• **WHAT IS EXPECTED**
Type out the entries again, matching each one exactly.

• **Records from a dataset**
_ _ _ _ _ _ _
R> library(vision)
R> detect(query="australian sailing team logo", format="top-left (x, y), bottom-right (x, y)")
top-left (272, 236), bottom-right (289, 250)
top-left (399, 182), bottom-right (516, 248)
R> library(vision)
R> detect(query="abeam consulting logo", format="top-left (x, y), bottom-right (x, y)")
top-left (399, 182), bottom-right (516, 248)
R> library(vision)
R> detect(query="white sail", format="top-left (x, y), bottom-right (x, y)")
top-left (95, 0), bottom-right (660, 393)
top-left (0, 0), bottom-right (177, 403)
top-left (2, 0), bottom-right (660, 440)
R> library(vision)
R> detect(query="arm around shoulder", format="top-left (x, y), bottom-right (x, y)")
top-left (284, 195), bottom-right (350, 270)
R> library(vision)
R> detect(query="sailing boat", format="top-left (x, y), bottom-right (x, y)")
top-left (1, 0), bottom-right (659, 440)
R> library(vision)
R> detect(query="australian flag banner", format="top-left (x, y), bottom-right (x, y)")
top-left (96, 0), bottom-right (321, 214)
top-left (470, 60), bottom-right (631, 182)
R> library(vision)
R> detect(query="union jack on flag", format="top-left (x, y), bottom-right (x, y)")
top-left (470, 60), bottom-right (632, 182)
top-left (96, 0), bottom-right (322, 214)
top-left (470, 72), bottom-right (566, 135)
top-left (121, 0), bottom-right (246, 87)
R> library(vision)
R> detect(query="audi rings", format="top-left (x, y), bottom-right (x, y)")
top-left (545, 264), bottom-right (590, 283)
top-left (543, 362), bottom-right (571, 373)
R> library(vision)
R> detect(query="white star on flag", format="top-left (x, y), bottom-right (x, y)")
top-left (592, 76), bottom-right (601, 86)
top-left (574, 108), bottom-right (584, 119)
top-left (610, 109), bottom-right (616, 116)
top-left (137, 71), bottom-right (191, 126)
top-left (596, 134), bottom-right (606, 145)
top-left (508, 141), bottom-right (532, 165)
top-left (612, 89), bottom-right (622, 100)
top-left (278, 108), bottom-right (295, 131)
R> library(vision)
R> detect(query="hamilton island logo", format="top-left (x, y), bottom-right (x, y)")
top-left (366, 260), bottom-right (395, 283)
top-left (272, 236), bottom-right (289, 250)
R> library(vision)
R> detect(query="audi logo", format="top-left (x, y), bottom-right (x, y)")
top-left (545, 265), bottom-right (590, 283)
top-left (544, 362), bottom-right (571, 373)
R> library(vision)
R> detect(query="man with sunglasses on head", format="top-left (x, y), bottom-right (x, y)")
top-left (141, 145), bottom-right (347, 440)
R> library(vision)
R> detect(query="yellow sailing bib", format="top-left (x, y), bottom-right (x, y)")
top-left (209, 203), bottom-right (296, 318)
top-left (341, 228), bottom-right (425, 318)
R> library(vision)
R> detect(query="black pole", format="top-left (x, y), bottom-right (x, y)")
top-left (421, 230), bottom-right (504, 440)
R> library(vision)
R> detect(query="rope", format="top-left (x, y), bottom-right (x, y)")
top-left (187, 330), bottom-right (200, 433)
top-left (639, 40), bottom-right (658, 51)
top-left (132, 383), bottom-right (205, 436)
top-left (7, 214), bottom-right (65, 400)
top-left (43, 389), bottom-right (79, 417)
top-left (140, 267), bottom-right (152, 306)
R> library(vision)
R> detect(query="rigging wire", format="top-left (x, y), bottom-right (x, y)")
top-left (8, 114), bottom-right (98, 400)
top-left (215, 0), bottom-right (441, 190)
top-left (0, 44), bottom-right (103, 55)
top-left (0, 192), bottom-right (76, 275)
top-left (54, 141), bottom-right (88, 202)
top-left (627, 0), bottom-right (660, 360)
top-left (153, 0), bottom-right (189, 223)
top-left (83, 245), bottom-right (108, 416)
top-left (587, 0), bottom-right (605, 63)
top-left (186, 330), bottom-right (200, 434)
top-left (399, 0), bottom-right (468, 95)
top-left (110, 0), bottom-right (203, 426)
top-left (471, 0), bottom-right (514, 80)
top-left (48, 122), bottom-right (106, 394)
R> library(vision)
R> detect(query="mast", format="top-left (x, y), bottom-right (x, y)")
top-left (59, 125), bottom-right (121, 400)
_ _ _ _ _ _ _
• **EXERCISE RESPONSE**
R> library(vision)
R> detect(query="australian sailing team logo", format="top-left (x, y), bottom-right (x, y)")
top-left (272, 236), bottom-right (289, 250)
top-left (399, 182), bottom-right (516, 248)
R> library(vision)
R> detect(query="abeam consulting logo", format="top-left (x, y), bottom-right (x, y)")
top-left (399, 182), bottom-right (516, 248)
R> library(vision)
R> detect(query="white sail", format="top-left (x, y), bottom-right (x, y)")
top-left (95, 0), bottom-right (660, 393)
top-left (0, 0), bottom-right (177, 403)
top-left (2, 0), bottom-right (660, 440)
R> library(vision)
R> detect(query="arm around shoulder", format="top-left (x, y), bottom-right (x, y)")
top-left (284, 195), bottom-right (350, 270)
R> library(vision)
R> detect(query="sailing boat", format="top-left (x, y), bottom-right (x, y)")
top-left (1, 0), bottom-right (659, 440)
R> library(vision)
R> detect(query="australian flag banner", format="top-left (x, y), bottom-right (x, y)")
top-left (96, 0), bottom-right (321, 214)
top-left (470, 60), bottom-right (631, 182)
R> library(vision)
R> detect(query="union jack on flag", format="top-left (x, y), bottom-right (x, y)")
top-left (470, 60), bottom-right (632, 182)
top-left (96, 0), bottom-right (322, 214)
top-left (470, 72), bottom-right (566, 135)
top-left (121, 0), bottom-right (246, 87)
R> library(vision)
R> detect(query="audi rings", format="top-left (x, y), bottom-right (x, y)")
top-left (545, 264), bottom-right (590, 283)
top-left (543, 362), bottom-right (571, 373)
R> library(vision)
R> detect(query="white star on flag", format="top-left (x, y), bottom-right (x, y)")
top-left (592, 76), bottom-right (601, 86)
top-left (574, 108), bottom-right (584, 119)
top-left (610, 109), bottom-right (616, 116)
top-left (137, 71), bottom-right (191, 126)
top-left (596, 134), bottom-right (606, 145)
top-left (508, 141), bottom-right (532, 165)
top-left (612, 89), bottom-right (622, 100)
top-left (278, 108), bottom-right (295, 131)
R> library(vision)
R> detect(query="hamilton island logo", format="top-left (x, y), bottom-right (x, y)")
top-left (366, 260), bottom-right (395, 283)
top-left (272, 236), bottom-right (289, 250)
R> library(vision)
R> detect(query="audi logo", format="top-left (x, y), bottom-right (x, y)")
top-left (545, 265), bottom-right (590, 283)
top-left (544, 362), bottom-right (571, 373)
R> library(vision)
R> detect(query="man with sunglasses on head", format="top-left (x, y), bottom-right (x, y)")
top-left (141, 145), bottom-right (347, 440)
R> library(vision)
R> detect(query="yellow sailing bib", format="top-left (x, y), bottom-right (x, y)")
top-left (209, 203), bottom-right (296, 318)
top-left (341, 228), bottom-right (425, 318)
R> library(vision)
R> detect(query="black pole", format="top-left (x, y), bottom-right (x, y)")
top-left (421, 230), bottom-right (504, 440)
R> library(vision)
R> detect(query="rope", format="top-left (x, y), bottom-right (x, y)")
top-left (187, 330), bottom-right (200, 433)
top-left (639, 40), bottom-right (658, 51)
top-left (132, 383), bottom-right (205, 436)
top-left (7, 214), bottom-right (65, 400)
top-left (43, 389), bottom-right (79, 417)
top-left (140, 267), bottom-right (152, 306)
R> library(vision)
R> detect(query="rigging wire", format="top-left (x, y), bottom-right (x, y)")
top-left (8, 114), bottom-right (98, 400)
top-left (215, 0), bottom-right (441, 190)
top-left (0, 44), bottom-right (103, 55)
top-left (0, 192), bottom-right (76, 275)
top-left (54, 141), bottom-right (88, 202)
top-left (627, 0), bottom-right (660, 360)
top-left (153, 0), bottom-right (189, 223)
top-left (83, 245), bottom-right (108, 416)
top-left (587, 0), bottom-right (605, 63)
top-left (186, 330), bottom-right (200, 434)
top-left (399, 0), bottom-right (468, 95)
top-left (110, 0), bottom-right (203, 426)
top-left (471, 0), bottom-right (514, 80)
top-left (48, 122), bottom-right (106, 394)
R> library(vision)
R> detect(query="mast", format="top-left (x, y), bottom-right (x, y)")
top-left (59, 125), bottom-right (121, 400)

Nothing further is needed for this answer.